Activities —
**a.** Translate this sentence from the global health course description into Spanish: "During weekends the students have time off, and often have excursions on their own initiative to other places."
**b.** Carry on the global health course description from its final sentence.

*** Supplied text ***

The Global Health Course
This course offers committed students the opportunity to focus on International Health issues through exciting lectures and an eight-week field visit to a hospital in a low-income country.
It is also possible to take only the 6 weeks theoretical part, and then the course code is “GLOBALTHEORY”.
The course begins with a series of lectures over six weeks, most of which are also given to master students at CIH. Students get an introduction to Global Health, and the topics presented include public health, major global diseases, ethical issues as well as topics such as the interaction between health, politics and poverty.
Read a description of the course and form of assessment: the topics of the course and form of assessment.
After the 6-week theoretical part in Bergen, the students travel to the field to visit a partner institution, e.g India, SriLanka, Tanzania, Malawi or Uganda. This part of the course consists of observations and practical training in hospitals or clinics. Other activities may be visits to village centers, mobile clinics and mother-child clinics. During weekends the students have time off, and often have excursions on their own initiative to other places.

*** End of Supplied text ***
*** Listed records ***

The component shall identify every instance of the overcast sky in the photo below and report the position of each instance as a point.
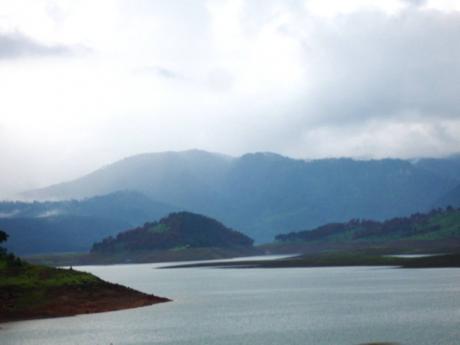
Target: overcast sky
(84, 83)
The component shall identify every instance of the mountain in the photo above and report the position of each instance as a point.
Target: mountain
(435, 231)
(263, 194)
(73, 226)
(177, 231)
(448, 167)
(30, 291)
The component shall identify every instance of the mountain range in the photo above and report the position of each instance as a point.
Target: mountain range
(264, 194)
(74, 225)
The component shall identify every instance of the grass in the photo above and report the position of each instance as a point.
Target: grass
(27, 276)
(159, 229)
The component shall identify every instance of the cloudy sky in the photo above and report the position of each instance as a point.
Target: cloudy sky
(84, 83)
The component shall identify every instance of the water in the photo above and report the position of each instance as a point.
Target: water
(333, 306)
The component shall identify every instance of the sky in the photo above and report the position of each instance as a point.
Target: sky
(84, 83)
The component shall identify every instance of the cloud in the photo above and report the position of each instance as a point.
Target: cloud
(16, 45)
(160, 71)
(400, 71)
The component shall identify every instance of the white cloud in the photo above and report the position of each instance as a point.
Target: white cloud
(305, 78)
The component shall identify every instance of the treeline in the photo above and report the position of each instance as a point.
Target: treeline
(176, 231)
(362, 229)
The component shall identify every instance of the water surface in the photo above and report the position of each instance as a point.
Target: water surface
(334, 306)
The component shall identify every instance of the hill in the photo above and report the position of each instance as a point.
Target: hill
(177, 231)
(436, 231)
(73, 226)
(31, 291)
(262, 193)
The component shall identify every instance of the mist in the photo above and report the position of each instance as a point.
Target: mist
(86, 84)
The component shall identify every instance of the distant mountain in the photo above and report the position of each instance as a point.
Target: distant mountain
(436, 229)
(177, 231)
(451, 198)
(448, 167)
(263, 194)
(73, 226)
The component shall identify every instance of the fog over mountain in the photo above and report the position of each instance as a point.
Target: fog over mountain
(86, 84)
(263, 194)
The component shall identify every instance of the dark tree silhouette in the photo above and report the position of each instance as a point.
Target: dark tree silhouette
(3, 236)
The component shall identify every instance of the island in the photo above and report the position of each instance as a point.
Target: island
(30, 291)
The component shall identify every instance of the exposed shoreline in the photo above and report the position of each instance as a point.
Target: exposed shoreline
(62, 293)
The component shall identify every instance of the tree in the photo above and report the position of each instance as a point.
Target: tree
(3, 236)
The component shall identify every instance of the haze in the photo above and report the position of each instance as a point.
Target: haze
(85, 83)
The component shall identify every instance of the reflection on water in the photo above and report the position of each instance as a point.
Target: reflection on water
(350, 305)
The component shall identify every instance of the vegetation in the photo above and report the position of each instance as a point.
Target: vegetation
(177, 232)
(73, 226)
(261, 193)
(33, 291)
(439, 224)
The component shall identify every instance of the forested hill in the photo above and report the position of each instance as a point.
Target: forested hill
(439, 224)
(261, 193)
(74, 225)
(176, 231)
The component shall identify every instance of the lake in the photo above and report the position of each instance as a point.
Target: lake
(333, 306)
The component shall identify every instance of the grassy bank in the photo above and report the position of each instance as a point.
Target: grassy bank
(32, 291)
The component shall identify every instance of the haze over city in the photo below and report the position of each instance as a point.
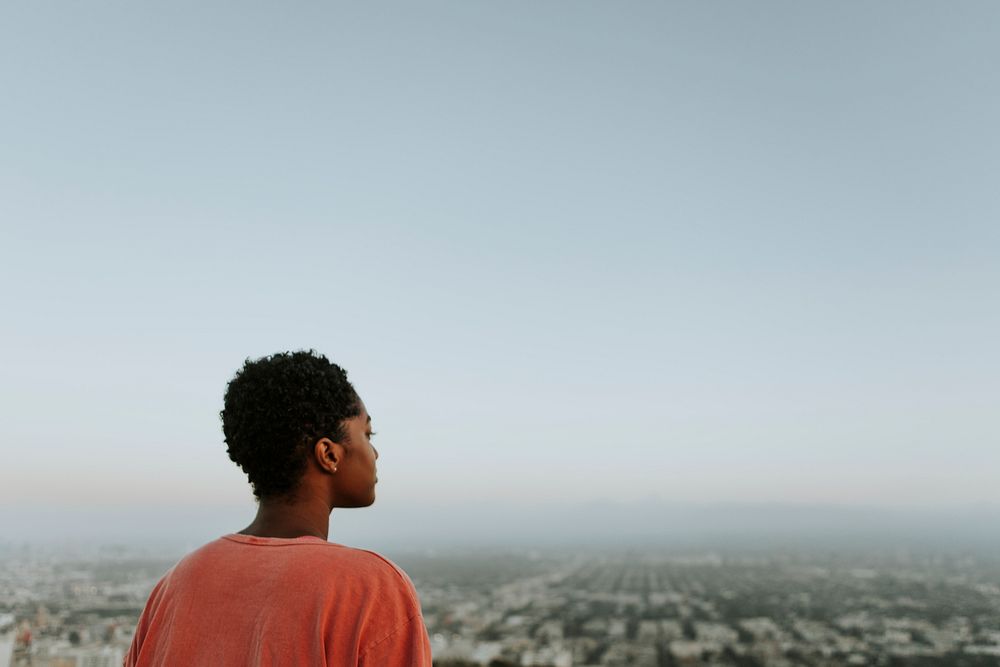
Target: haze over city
(573, 258)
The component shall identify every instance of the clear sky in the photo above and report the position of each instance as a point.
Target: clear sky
(568, 251)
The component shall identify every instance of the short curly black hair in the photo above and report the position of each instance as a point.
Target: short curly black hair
(276, 408)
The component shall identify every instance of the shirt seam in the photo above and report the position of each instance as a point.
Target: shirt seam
(396, 630)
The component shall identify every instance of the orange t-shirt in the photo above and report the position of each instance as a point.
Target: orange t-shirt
(244, 600)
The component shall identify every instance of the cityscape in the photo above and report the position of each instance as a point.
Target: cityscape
(562, 608)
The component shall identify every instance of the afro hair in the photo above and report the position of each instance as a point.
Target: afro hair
(276, 408)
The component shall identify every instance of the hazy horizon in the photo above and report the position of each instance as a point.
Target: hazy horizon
(699, 253)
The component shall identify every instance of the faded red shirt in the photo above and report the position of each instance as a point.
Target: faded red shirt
(244, 600)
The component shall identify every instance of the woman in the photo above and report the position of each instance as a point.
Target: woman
(277, 592)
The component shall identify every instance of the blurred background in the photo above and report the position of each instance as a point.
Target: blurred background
(699, 279)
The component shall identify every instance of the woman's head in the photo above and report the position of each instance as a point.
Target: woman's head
(276, 408)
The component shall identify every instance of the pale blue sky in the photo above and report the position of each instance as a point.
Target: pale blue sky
(702, 252)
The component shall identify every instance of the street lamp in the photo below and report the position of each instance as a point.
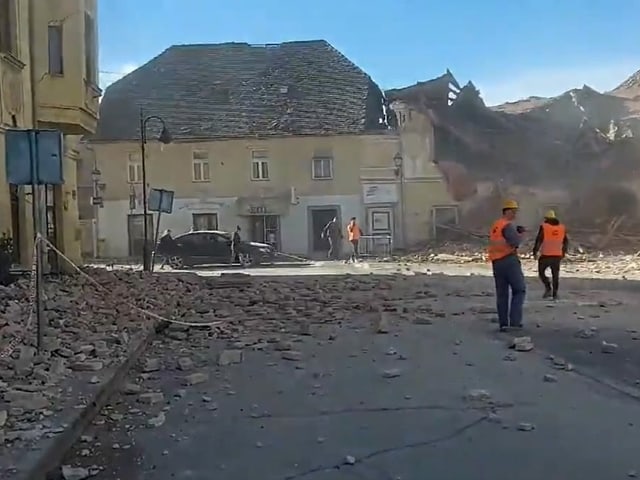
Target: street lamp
(165, 138)
(399, 172)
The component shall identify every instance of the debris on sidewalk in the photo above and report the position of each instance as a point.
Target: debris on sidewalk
(609, 347)
(526, 427)
(521, 344)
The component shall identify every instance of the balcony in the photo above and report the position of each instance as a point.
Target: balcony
(68, 104)
(12, 106)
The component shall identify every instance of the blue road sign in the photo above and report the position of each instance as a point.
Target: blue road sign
(34, 157)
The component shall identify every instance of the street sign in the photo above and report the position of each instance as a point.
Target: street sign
(34, 157)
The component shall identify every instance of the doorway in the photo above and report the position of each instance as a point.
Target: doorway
(265, 229)
(320, 216)
(135, 231)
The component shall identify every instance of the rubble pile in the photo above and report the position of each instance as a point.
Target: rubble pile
(87, 332)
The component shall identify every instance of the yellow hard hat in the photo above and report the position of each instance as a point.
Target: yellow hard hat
(511, 204)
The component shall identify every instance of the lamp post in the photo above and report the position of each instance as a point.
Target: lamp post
(164, 137)
(399, 171)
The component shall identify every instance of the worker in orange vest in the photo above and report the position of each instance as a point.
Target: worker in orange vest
(354, 233)
(551, 243)
(504, 240)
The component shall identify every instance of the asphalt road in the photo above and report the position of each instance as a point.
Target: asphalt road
(352, 403)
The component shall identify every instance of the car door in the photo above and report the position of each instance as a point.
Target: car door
(193, 248)
(220, 247)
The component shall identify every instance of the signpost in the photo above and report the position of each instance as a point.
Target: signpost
(34, 158)
(160, 201)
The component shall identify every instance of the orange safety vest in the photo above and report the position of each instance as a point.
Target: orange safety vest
(498, 246)
(354, 231)
(552, 240)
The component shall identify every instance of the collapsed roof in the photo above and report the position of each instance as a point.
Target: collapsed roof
(233, 90)
(581, 134)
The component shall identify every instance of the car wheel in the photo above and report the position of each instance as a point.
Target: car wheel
(176, 262)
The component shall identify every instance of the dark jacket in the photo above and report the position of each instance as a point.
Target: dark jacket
(332, 230)
(167, 245)
(235, 240)
(540, 237)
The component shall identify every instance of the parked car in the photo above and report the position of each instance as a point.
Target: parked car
(214, 246)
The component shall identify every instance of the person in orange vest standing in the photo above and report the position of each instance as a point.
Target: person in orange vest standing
(504, 240)
(552, 244)
(354, 233)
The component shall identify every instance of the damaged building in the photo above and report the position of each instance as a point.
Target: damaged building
(278, 139)
(577, 152)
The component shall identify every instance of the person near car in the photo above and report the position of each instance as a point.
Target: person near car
(333, 234)
(166, 247)
(235, 243)
(354, 233)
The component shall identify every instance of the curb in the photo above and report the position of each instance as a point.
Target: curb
(42, 462)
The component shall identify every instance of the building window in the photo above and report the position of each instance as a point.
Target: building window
(259, 165)
(56, 62)
(205, 221)
(134, 170)
(322, 168)
(200, 166)
(90, 50)
(8, 23)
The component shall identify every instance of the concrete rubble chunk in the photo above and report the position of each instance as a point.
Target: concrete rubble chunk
(195, 379)
(185, 364)
(381, 323)
(522, 344)
(87, 366)
(75, 473)
(291, 355)
(422, 321)
(526, 427)
(609, 347)
(391, 373)
(131, 389)
(151, 365)
(586, 333)
(157, 421)
(151, 398)
(478, 395)
(230, 357)
(27, 401)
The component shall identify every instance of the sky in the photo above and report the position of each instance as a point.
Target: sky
(509, 49)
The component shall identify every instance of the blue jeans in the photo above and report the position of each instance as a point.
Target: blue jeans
(507, 273)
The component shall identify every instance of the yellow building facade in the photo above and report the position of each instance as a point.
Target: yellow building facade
(48, 79)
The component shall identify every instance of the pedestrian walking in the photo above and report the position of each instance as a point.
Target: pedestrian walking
(551, 244)
(236, 240)
(333, 234)
(166, 248)
(504, 240)
(354, 233)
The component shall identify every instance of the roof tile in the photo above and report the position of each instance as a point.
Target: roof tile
(234, 90)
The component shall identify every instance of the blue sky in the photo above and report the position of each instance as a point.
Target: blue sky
(509, 49)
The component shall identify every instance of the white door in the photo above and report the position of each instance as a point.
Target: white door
(380, 221)
(380, 224)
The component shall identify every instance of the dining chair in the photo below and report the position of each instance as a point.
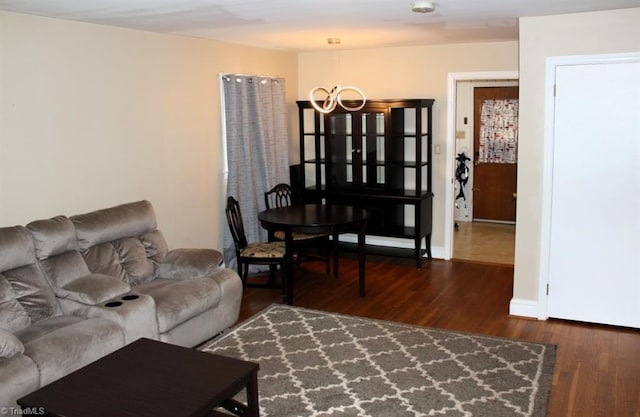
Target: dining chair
(282, 195)
(258, 253)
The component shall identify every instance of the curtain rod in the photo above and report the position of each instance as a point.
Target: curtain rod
(271, 77)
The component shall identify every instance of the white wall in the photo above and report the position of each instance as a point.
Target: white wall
(541, 37)
(92, 116)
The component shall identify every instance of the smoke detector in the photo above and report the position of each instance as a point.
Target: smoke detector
(420, 6)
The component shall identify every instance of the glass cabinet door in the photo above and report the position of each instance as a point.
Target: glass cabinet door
(373, 150)
(342, 150)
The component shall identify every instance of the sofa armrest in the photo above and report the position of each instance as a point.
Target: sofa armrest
(93, 289)
(10, 345)
(190, 263)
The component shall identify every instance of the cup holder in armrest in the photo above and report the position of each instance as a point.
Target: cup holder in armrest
(113, 304)
(118, 303)
(130, 297)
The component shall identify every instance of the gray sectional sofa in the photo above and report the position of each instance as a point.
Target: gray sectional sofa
(73, 289)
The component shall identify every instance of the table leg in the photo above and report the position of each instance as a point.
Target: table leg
(336, 261)
(288, 268)
(253, 407)
(361, 258)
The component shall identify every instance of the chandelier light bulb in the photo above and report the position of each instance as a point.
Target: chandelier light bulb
(332, 98)
(420, 6)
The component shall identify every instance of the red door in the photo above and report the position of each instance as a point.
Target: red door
(494, 184)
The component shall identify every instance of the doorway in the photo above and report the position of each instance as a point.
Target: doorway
(484, 207)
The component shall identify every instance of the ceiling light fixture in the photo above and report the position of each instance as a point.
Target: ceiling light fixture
(332, 98)
(420, 6)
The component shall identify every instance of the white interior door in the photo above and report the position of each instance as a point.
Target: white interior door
(594, 246)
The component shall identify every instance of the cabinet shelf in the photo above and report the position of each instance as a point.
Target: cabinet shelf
(377, 158)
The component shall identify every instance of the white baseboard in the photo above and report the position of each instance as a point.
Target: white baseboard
(523, 308)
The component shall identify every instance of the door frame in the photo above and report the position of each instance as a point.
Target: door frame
(547, 151)
(452, 105)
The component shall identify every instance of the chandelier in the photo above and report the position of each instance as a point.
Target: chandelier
(332, 98)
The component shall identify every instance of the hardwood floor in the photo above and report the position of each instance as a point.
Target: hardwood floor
(485, 242)
(597, 371)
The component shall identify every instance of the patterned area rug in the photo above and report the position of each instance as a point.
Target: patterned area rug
(314, 363)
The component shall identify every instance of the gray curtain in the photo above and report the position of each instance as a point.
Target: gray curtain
(257, 141)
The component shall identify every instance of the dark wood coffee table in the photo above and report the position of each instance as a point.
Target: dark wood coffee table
(150, 378)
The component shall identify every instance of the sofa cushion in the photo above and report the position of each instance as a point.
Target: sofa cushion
(64, 344)
(190, 263)
(53, 236)
(13, 316)
(94, 289)
(57, 250)
(16, 248)
(106, 225)
(18, 265)
(123, 258)
(122, 241)
(9, 344)
(178, 301)
(18, 377)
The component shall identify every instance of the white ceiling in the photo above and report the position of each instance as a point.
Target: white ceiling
(305, 25)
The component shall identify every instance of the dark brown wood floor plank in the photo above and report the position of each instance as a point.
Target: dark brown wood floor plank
(597, 372)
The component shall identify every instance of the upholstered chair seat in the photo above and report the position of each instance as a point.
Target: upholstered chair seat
(264, 250)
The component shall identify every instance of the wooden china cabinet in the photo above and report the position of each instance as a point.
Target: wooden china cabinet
(377, 158)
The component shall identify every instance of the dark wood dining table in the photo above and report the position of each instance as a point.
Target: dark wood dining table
(317, 218)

*** End of Listed records ***

Per-task outputs —
**a.** Durante los fines de semana los estudiantes tienen tiempo libre y a menudo hacen excursiones por iniciativa propia a otros lugares.

**b.**
Who can participate in the Global Health course? How and when do you apply?
Global health course (full term autumn): Information on admission requirements, application form, deadlines and contact persons.
Global theory course (6 weeks): Information on admission requirements, application form, deadlines and contact persons.
Education awards to Global Health
In 2011, the course was given the Faculty’s education award for the way it highlights the importance of the global aspects of medicine.
In December 2011, the course was also awarded the University award; Ugleprisen (“The Owl Award”) 2011 for high academic quality.
"The hospital is very different compared to Norwegian hospitals. In our stay we experienced many challenges and problems, but also very positive stories and events. Be prepared for a completely different world."